◆ GIVEN EXERCISE:
Starting with the first line of the data below, copy it out again line by line, and stop after the line containing "(26, 340), (180, 507)". Leave every character unchanged.

◆ Excerpt from a dataset:
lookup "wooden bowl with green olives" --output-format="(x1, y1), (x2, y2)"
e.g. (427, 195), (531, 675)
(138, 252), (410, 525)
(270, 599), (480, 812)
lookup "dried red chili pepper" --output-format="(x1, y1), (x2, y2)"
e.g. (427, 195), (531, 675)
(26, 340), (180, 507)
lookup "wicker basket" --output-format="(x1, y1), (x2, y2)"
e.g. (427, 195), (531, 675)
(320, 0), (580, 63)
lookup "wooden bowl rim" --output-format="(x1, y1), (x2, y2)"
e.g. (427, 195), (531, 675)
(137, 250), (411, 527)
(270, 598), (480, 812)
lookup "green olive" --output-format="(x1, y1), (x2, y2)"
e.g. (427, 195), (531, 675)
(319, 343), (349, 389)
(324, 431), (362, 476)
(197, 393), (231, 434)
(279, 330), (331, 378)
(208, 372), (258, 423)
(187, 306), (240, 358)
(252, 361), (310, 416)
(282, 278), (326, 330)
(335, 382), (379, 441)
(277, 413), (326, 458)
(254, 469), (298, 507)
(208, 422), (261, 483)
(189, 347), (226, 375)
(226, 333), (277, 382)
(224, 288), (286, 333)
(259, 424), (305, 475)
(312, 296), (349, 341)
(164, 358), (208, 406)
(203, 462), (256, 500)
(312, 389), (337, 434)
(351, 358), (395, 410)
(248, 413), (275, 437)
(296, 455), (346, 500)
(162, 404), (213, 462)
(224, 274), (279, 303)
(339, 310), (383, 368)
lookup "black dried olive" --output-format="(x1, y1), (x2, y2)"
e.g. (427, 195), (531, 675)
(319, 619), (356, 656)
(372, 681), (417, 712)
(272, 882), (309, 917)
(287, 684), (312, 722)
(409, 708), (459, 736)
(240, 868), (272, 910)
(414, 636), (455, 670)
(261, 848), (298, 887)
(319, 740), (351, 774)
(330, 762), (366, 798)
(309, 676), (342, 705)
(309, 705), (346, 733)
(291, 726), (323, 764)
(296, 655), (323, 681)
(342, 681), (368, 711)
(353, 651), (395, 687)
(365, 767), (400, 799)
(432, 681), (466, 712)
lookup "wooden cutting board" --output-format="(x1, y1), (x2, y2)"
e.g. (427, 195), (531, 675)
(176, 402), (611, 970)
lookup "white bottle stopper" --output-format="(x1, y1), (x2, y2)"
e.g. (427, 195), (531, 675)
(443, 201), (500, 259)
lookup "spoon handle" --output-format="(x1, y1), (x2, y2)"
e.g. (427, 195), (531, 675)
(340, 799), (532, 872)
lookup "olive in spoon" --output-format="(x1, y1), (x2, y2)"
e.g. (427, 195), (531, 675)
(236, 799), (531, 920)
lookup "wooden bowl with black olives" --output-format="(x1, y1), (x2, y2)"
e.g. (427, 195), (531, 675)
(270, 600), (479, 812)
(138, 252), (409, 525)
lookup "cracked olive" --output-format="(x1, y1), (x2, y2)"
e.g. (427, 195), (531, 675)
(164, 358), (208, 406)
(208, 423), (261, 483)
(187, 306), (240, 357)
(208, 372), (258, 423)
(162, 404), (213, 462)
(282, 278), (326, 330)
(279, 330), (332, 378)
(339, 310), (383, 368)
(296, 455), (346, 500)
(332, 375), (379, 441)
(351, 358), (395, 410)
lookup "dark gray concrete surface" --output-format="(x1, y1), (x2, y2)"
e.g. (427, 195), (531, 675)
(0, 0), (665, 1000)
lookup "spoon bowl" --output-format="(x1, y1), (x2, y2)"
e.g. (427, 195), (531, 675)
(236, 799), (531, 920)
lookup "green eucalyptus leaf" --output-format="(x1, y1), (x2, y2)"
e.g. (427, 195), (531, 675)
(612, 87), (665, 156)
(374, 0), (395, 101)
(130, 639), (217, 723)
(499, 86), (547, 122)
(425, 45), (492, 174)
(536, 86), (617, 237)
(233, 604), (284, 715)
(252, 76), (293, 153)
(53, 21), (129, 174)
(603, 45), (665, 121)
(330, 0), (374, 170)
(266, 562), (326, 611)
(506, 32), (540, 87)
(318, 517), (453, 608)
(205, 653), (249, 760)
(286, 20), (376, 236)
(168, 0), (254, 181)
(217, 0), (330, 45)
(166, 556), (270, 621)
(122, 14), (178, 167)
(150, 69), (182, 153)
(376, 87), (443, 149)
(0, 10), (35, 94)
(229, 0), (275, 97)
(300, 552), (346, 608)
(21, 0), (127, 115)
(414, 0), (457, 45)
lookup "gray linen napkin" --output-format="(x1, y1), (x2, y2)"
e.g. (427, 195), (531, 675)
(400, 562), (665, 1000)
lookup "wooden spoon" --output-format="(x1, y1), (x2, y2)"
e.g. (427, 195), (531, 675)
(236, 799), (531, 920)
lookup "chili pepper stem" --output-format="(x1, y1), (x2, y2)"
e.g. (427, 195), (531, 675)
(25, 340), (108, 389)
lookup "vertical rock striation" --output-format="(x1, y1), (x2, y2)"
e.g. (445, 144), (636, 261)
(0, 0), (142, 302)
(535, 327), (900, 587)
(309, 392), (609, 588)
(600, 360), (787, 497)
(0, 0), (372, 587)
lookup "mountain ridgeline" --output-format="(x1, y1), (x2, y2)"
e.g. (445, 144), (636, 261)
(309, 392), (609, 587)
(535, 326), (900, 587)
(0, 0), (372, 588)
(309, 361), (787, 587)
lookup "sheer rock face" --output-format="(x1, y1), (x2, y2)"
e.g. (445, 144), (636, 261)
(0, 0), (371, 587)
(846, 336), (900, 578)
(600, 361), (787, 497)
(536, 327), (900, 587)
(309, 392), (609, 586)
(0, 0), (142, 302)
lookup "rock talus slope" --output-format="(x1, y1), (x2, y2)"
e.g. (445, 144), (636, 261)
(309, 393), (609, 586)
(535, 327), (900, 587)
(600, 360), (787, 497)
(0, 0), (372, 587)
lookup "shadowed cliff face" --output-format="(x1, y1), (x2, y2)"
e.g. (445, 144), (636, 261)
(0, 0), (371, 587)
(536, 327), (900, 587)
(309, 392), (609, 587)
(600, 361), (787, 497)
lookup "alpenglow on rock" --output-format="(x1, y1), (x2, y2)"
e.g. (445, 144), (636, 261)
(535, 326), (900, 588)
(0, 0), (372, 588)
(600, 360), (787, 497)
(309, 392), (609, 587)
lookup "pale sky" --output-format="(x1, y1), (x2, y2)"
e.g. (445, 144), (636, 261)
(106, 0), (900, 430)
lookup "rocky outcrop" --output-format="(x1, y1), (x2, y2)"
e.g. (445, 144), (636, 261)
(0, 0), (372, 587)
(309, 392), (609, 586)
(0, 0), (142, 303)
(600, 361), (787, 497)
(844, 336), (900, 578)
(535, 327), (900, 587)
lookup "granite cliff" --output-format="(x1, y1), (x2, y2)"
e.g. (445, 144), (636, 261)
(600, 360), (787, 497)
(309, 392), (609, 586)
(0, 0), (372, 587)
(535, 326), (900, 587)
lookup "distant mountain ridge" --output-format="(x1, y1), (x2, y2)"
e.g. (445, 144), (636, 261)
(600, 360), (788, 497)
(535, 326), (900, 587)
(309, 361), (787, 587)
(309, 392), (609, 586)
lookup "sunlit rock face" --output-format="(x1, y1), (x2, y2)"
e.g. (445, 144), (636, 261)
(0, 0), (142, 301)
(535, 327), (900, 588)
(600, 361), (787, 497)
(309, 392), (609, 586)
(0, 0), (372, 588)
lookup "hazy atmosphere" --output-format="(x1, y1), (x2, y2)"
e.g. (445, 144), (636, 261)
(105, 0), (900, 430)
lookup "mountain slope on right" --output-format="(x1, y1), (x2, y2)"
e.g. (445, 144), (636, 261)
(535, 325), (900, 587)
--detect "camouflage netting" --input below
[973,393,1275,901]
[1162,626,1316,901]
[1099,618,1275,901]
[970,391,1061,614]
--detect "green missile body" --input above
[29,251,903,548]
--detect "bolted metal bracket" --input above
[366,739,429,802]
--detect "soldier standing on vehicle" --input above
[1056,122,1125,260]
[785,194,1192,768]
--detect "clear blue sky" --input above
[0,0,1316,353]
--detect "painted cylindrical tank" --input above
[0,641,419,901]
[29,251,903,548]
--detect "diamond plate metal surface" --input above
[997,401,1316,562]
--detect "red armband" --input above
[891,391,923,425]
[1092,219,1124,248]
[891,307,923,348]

◆ WRITTEN SOLUTION:
lookup "wooden bowl with green olives" --output-format="(x1, y1), (x2, y2)"
e.g. (427, 195), (531, 675)
(138, 252), (410, 525)
(270, 599), (480, 812)
lookup "dried red chili pepper" --output-format="(x1, y1), (x2, y2)"
e.g. (427, 195), (531, 675)
(26, 340), (180, 507)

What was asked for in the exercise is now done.